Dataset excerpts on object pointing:
_____

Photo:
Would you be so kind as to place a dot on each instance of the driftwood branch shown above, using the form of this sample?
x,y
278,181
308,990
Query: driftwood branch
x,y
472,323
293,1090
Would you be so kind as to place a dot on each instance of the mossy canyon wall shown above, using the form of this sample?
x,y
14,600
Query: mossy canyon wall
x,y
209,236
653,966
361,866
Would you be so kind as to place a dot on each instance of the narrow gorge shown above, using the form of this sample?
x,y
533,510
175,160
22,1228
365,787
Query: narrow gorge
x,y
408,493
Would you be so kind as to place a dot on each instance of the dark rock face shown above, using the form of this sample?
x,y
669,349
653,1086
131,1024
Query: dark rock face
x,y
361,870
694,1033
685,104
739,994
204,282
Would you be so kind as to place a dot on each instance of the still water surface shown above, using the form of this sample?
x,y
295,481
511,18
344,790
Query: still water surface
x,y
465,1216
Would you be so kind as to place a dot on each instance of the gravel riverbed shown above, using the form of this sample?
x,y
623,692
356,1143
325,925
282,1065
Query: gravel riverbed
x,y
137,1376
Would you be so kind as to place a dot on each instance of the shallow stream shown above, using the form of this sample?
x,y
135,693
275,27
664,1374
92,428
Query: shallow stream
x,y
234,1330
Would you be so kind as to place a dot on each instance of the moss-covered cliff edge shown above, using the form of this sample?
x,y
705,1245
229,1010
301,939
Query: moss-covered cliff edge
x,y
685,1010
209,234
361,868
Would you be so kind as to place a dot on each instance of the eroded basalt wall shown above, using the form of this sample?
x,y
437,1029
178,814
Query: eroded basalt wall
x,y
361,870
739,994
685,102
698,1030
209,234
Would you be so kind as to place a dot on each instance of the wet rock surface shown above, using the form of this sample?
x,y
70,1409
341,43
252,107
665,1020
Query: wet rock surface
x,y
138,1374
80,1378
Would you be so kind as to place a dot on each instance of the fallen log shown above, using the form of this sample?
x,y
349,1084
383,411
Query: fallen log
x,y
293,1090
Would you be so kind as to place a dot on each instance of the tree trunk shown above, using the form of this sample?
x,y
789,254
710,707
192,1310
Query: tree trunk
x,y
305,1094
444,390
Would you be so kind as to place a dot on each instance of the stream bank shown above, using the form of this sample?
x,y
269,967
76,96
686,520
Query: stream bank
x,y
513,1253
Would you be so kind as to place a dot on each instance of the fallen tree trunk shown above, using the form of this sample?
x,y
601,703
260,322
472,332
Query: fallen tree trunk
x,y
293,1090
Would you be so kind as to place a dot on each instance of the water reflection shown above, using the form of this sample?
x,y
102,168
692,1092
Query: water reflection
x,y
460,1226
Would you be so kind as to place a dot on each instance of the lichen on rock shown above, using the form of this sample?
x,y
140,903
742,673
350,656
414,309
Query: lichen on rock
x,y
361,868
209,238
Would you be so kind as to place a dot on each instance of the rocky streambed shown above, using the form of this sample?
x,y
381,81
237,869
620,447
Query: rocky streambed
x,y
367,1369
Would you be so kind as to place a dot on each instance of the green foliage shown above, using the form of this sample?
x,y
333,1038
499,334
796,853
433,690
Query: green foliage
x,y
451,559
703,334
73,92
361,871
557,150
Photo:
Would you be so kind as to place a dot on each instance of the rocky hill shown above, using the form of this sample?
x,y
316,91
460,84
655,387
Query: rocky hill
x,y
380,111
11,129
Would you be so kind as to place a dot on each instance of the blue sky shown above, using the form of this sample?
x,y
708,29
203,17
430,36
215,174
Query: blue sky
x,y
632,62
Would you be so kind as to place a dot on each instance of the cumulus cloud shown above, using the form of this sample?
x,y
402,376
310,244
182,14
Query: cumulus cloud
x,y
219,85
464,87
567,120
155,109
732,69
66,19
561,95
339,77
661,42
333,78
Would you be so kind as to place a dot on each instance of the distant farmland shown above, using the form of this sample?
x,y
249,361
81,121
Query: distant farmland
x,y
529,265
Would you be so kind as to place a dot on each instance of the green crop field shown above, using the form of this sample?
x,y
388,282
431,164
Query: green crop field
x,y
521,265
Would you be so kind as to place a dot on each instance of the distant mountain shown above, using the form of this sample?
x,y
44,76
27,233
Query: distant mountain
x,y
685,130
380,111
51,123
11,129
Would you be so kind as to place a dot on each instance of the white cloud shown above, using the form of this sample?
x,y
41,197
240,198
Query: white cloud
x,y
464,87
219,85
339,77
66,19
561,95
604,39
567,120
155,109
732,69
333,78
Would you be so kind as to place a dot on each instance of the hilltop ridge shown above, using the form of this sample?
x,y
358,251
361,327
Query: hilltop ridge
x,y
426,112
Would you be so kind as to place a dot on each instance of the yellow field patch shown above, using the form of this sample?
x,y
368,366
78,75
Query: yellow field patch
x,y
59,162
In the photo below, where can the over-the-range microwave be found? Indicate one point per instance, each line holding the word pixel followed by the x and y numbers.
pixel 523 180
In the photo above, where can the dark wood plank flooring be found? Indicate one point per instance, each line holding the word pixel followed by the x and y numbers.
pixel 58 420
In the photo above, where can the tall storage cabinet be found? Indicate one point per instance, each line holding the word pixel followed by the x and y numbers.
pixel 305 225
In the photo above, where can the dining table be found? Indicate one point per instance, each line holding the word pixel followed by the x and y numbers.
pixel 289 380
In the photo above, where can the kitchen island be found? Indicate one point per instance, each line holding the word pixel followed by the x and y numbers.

_____

§ REQUIRED TASK:
Quote the data above in full, changing nothing.

§ WRITTEN RESPONSE:
Photo:
Would you be so kind as to place a dot on each instance of the driftwood branch shown above, using the form of this sample?
x,y
278,181
308,990
Query: driftwood branch
x,y
472,323
293,1090
Would you be so kind as to place a dot on each instance of the mossy canyon wall shown above, using the form of this sample?
x,y
14,600
Query: mossy canyon wall
x,y
209,236
653,966
361,866
Would you be so kind as to place a dot on each instance of the narrow gorge shown above, using the form of this sample?
x,y
533,510
175,160
22,1228
365,787
Query: narrow gorge
x,y
408,493
Would you be so kind as to place a dot on each instance of the dark rock face shown above, using the form of this sample?
x,y
669,349
653,1086
131,1024
Query: dark rock face
x,y
361,870
694,1033
685,104
739,994
204,282
Would you be so kind as to place a dot on each instance of the still water surface shown above, using the form of this sample?
x,y
295,481
511,18
344,790
Query: still water surface
x,y
465,1216
Would you be so kind as to place a dot on each instance of the gravel riverbed shown above, using the form of this sample?
x,y
623,692
356,1143
325,925
282,1065
Query: gravel riverbed
x,y
137,1376
Would you be so kind as to place a dot on each instance of the shallow stream shown above, using the form of this sample?
x,y
135,693
275,27
664,1374
92,428
Query: shallow stream
x,y
234,1330
Would you be so kind as to place a dot on each instance of the moss-covered cliff edge shown above, using the form of this sample?
x,y
705,1245
229,1010
301,939
Query: moss-covered cliff edge
x,y
685,1010
209,234
361,868
Would you be so kind as to place a dot on each instance of the eroded basalt wall shown above, using the form of this sample?
x,y
437,1029
178,814
Query: eroded basalt wall
x,y
361,870
739,994
685,102
698,1030
209,234
Would you be so kind as to place a dot on each instance of the wet rock surface shown above, using the form of this sample?
x,y
70,1409
341,43
252,107
665,1020
Query: wet rock surface
x,y
138,1374
80,1378
Would you be so kind as to place a dot on each instance of the fallen log shown above, using the form of this sample?
x,y
349,1084
383,411
Query: fallen log
x,y
293,1090
Would you be so kind as to place a dot on each instance of the tree trunk shown above, using the form of this sample?
x,y
789,254
710,707
192,1310
Query: tree trunk
x,y
305,1094
444,390
Would you be so kind as to place a dot on each instance of the stream bank shown above, using the form of this sample?
x,y
269,967
76,96
686,520
Query: stream bank
x,y
513,1253
Would you be so kind as to place a dot on each instance of the fallen tree trunk shown above, using the form of this sample?
x,y
601,703
260,322
472,332
Query: fallen tree trunk
x,y
293,1090
Would you be so kind as to place a dot on each instance of the water reflection shown above, using the form of this sample?
x,y
102,168
692,1092
Query: water reflection
x,y
460,1226
Would you be so kind as to place a dot on each instance of the lichen on rock shown above, using the form of this sample?
x,y
140,903
742,673
350,656
414,309
Query: lichen on rock
x,y
361,868
209,238
Would you be so kind as to place a dot on each instance of the rocky streambed shown above, using the form of this sample?
x,y
381,81
237,869
620,447
Query: rocky streambed
x,y
367,1369
Would you be so kind as to place a dot on each instance of the green foliage shown above, using the form of this sample?
x,y
333,1038
499,334
796,853
433,690
Query: green foliage
x,y
451,559
703,334
73,92
361,871
557,150
Photo:
Would you be so kind as to place a dot on each instance of the rocky hill shown above, using the form of this sample?
x,y
316,91
460,84
655,387
Query: rocky hill
x,y
380,111
11,129
Would you be so kind as to place a dot on each instance of the blue sky shown above, using the form of this sample?
x,y
708,29
203,17
430,36
215,174
Query: blue sky
x,y
632,62
Would you be so kind as to place a dot on each instance of the cumulus cloud shown above, using the form of this sample?
x,y
402,376
310,244
182,14
Query: cumulus cloud
x,y
219,85
464,87
567,120
155,109
732,69
66,19
561,95
339,77
661,42
333,78
Would you be so kind as to place a dot on each instance of the distant farmland shown above, using the form of this sample?
x,y
249,361
81,121
Query: distant farmland
x,y
529,265
Would you be so kind as to place a dot on each instance of the green crop field shown above, using the form of this sample?
x,y
388,282
431,164
Query: green crop field
x,y
521,265
Would you be so kind as to place a dot on each instance of the distant mountain shown above, using the form of this sample?
x,y
44,76
27,233
Query: distant mountain
x,y
685,130
380,111
51,123
11,129
Would you be so kind as to place a dot on each instance of the white cloud shown above, using the form of this sample?
x,y
41,197
240,198
Query: white cloud
x,y
464,87
219,85
339,77
66,19
561,95
604,39
567,120
155,109
732,69
333,78
Would you be so kind as to place a dot on each instance of the hilltop ridge shown above, using the form of this sample?
x,y
358,251
361,327
Query: hilltop ridge
x,y
426,112
Would you be so kind as to place a dot on each instance of the yellow field patch shown above, using the form of this sample?
x,y
368,366
78,75
Query: yellow field patch
x,y
59,162
In the photo below, where can the over-the-range microwave be found? Indicate one point per instance, each line holding the word pixel followed by the x and y numbers.
pixel 523 180
In the photo above, where can the dark wood plank flooring be found? Indicate one point per instance, each line holding the word pixel followed by the x and y numbers.
pixel 58 420
In the photo above, where can the tall storage cabinet be found? Indicate one point per instance, each line holding the word pixel followed by the x and y numbers.
pixel 305 225
In the photo above, where can the dining table be found? Indicate one point per instance, each line holding the word pixel followed by the x and y numbers.
pixel 289 380
In the photo above, where can the kitchen island be found? Indicate one point per instance, each line holding the word pixel followed by the x and y numbers.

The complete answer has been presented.